# Macro at garden



## mukul (Feb 1, 2015)

When I get close with extension tube I found little bit of breeze pushes subject off focus.
Yesterday I was trying a flower and could not get eve a single sharp shot.

I use manual focus on focus rail.
50mm 1.8 with 36mm ext tube.
F11 to 22

How do you do macro in open environment? Here higher shutter speed will not help.


----------



## Hillsilly (Feb 1, 2015)

Check out a device called the "Plamp". It is a clamp for holding plants still.

Where I am, shooting just after dawn helps as there tends to be less wind than later in the day.


----------



## mukul (Feb 1, 2015)

Will a AF Macro lens in "AI Focus" give better result as it will track subject movement?


----------



## sumanchak (Feb 1, 2015)

My Macro at the garden...


----------



## Click (Feb 1, 2015)

Very nice, sumanchak. Welcome to cr


----------



## danski0224 (Feb 1, 2015)

mukul said:


> When I get close with extension tube I found little bit of breeze pushes subject off focus.
> Yesterday I was trying a flower and could not get eve a single sharp shot.
> 
> I use manual focus on focus rail.
> ...



If you are trying to get the whole subject sharp/in focus, you will need to take multiple images, each focused differently on your rail (not by changing the focus on the lens), and merge them.

Macro depth of field is quite short.



mukul said:


> Will a AF Macro lens in "AI Focus" give better result as it will track subject movement?



It will, to a point.

As focus changes, so does your macro magnification. It is called "focus breathing". If the magnification changes do not matter to you, then AI Focus may help.

Something to block the wind may help, too.


----------
________
### PROBLEMS TO SOLVE
1. Rewrite the stretch of the garden macro thread from "## danski0224 (Feb" through "and merge them.", swapping "breeze" for "gust".
2. In the garden macro thread, what is the change in macro magnification as focus changes called?
Rely on the garden macro thread alone.

### MATERIAL
________
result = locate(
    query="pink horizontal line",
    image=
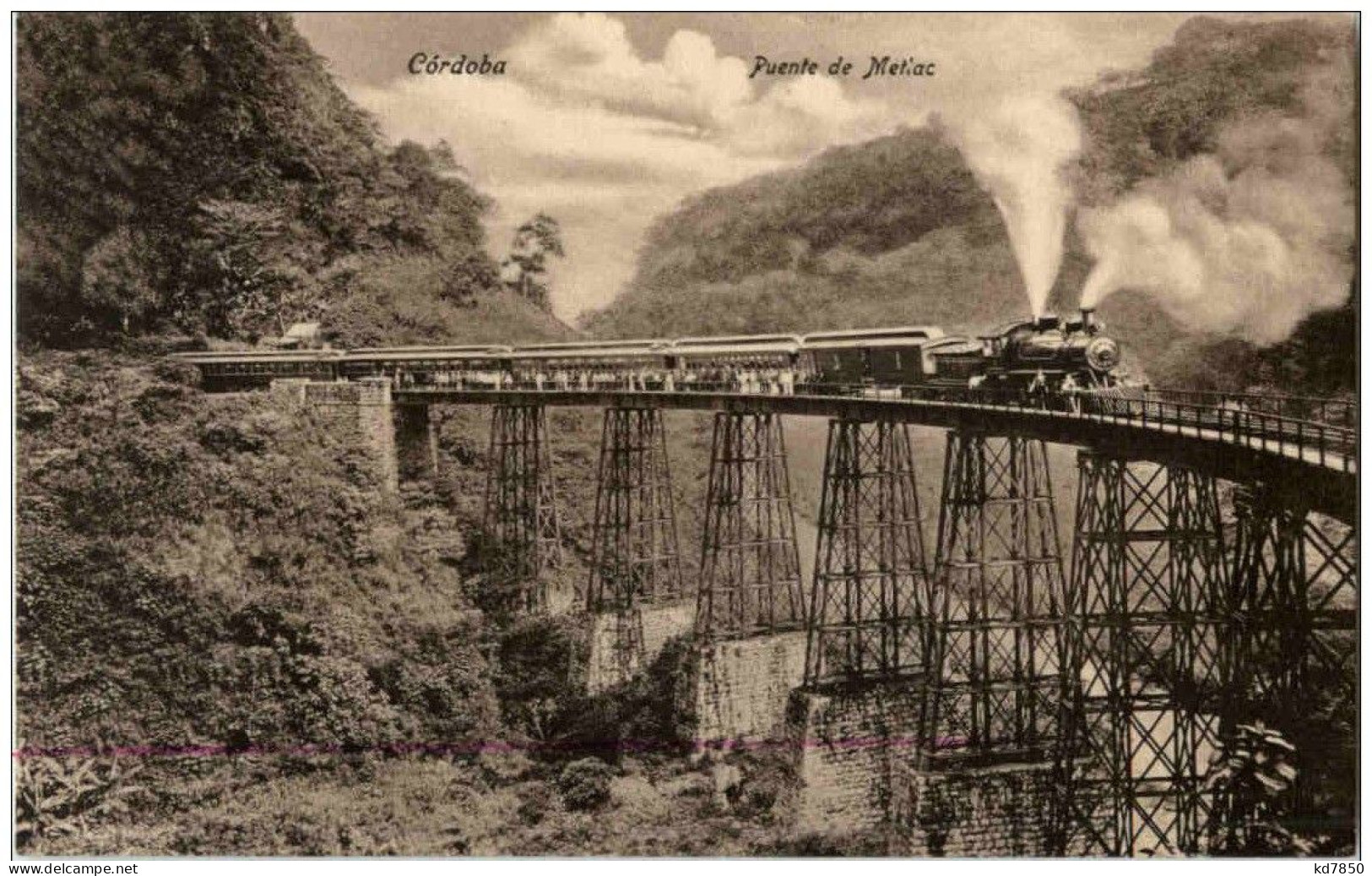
________
### SOLUTIONS TO THE TASKS
1.
## danski0224 (Feb 1, 2015)

mukul said:


> When I get close with extension tube I found little bit of gust pushes subject off focus.
> Yesterday I was trying a flower and could not get eve a single sharp shot.
> 
> I use manual focus on focus rail.
> ...



If you are trying to get the whole subject sharp/in focus, you will need to take multiple images, each focused differently on your rail (not by changing the focus on the lens), and merge them.

2. Focus breathing.